▸ Objective
Can you reproduce, word for word, the stretch of data from the line containing "get_box(stove vent slot)" through the line containing "top-left (333, 374), bottom-right (416, 426)", including both of those lines?

(Collection entries)
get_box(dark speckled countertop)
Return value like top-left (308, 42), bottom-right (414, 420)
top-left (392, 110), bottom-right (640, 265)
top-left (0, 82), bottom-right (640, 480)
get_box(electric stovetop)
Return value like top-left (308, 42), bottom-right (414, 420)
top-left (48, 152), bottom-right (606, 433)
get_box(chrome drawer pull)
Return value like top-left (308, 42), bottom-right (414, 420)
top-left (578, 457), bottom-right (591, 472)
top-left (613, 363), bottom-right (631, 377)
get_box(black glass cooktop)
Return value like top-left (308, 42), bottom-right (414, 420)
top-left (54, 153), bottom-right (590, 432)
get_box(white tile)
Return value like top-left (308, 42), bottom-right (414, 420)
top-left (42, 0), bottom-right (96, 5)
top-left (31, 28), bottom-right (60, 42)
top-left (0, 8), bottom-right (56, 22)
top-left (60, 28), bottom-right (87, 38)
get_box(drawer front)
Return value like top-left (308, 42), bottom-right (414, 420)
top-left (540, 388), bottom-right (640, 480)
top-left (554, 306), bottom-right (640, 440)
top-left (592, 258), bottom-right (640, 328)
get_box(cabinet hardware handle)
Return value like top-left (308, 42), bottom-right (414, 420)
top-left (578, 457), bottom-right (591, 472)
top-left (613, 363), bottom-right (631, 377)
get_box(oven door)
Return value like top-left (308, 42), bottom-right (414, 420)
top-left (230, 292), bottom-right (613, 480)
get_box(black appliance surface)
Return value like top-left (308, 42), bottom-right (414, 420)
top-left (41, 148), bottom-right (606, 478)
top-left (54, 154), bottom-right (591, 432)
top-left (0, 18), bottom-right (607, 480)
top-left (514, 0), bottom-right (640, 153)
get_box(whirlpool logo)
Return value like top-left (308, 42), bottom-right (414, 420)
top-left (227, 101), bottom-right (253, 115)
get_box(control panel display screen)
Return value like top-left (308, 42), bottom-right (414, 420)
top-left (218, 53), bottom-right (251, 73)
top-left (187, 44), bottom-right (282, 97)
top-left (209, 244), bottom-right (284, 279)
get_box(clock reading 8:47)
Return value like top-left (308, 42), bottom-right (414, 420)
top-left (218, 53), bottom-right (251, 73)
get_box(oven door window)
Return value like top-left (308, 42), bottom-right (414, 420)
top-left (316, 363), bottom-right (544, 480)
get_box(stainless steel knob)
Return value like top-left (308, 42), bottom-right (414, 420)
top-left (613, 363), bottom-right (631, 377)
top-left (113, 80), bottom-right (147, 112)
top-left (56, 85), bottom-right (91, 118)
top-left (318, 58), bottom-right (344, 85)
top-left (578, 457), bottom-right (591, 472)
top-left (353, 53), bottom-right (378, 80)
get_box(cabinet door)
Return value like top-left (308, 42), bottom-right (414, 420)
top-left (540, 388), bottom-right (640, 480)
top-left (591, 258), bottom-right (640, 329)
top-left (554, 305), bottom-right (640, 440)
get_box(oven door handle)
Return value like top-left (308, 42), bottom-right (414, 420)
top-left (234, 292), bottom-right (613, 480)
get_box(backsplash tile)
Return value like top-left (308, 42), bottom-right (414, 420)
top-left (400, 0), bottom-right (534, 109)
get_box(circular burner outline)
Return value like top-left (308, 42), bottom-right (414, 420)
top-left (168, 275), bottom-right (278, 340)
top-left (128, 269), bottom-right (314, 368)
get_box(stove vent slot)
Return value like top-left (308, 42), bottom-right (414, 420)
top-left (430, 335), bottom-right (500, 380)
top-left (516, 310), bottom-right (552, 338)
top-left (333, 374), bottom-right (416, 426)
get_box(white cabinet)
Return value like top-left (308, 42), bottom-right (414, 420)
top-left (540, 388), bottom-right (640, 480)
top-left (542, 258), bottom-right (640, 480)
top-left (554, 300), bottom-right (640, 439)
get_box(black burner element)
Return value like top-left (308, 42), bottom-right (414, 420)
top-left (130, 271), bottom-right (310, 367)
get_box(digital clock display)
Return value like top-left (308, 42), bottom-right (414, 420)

▸ Exercise response
get_box(stove vent slot)
Return value like top-left (308, 42), bottom-right (414, 420)
top-left (430, 335), bottom-right (500, 380)
top-left (516, 310), bottom-right (552, 338)
top-left (333, 374), bottom-right (416, 426)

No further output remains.